- **EXERCISE**: Would you please restate every record exactly as written?

- **Phrase grounding data**:
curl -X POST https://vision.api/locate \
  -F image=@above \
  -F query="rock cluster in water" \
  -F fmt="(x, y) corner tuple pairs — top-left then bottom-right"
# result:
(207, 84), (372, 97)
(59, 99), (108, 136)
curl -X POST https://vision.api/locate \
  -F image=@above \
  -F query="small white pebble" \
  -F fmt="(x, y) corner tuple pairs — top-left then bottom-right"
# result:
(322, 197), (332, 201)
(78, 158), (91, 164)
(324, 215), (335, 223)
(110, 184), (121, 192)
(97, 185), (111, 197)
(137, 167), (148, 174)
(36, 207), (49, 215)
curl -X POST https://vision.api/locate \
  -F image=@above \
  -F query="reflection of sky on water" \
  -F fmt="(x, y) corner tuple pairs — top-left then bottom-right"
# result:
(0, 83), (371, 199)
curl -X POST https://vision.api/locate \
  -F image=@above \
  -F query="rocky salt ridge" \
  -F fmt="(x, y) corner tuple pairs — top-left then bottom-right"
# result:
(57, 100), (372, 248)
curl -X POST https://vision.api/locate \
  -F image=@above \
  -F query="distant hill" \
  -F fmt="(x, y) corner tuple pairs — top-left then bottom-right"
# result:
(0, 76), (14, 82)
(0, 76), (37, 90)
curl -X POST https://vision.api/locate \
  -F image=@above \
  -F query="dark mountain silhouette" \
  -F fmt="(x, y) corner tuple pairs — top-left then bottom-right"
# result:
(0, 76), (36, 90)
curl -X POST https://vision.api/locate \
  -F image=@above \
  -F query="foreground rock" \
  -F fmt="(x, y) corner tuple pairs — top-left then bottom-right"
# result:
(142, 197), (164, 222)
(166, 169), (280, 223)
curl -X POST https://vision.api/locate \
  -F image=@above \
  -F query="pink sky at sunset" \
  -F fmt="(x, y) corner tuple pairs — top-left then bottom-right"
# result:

- **PROBLEM SOLUTION**:
curl -X POST https://vision.api/locate \
  -F image=@above \
  -F query="rock cluster in water" \
  -F fmt="(x, y) corner tuple pairs — top-left then bottom-right"
# result:
(207, 84), (372, 97)
(59, 99), (108, 136)
curl -X POST https://vision.api/locate \
  -F image=@above \
  -F query="small white pebble" \
  -F fmt="(x, y) corner tuple pairs — top-left then bottom-right"
# result:
(322, 197), (332, 201)
(78, 158), (91, 164)
(324, 215), (335, 223)
(110, 184), (121, 192)
(97, 185), (111, 197)
(137, 167), (148, 174)
(36, 207), (49, 215)
curl -X POST https://vision.api/locate \
  -F image=@above \
  -F query="reflection of sky on water" \
  -F fmt="(x, y) corner tuple pairs — top-left then bottom-right"
# result:
(0, 83), (371, 199)
curl -X POST https://vision.api/locate \
  -F image=@above \
  -F query="rocky salt ridge" \
  -F fmt="(x, y) corner tuple pairs — top-left then bottom-right"
# result:
(57, 100), (372, 248)
curl -X POST https://vision.api/locate \
  -F image=@above \
  -F query="distant hill" \
  -F fmt="(x, y) corner tuple pairs — top-left then bottom-right"
# result:
(0, 76), (14, 82)
(0, 76), (37, 90)
curl -X POST https://vision.api/locate \
  -F image=@above \
  -F query="dark mountain silhouette" \
  -F fmt="(x, y) corner tuple pairs — top-left then bottom-right"
# result:
(0, 76), (36, 90)
curl -X POST https://vision.api/locate \
  -F image=@above \
  -F query="foreground rock" \
  -F fmt="(x, y) corner tuple pairs — top-left then bottom-right"
# result:
(142, 197), (164, 222)
(166, 169), (280, 223)
curl -X POST https://vision.api/locate \
  -F image=@above \
  -F query="pink sky at sunset" \
  -F fmt="(x, y) corner tuple pairs — top-left then bottom-right"
# result:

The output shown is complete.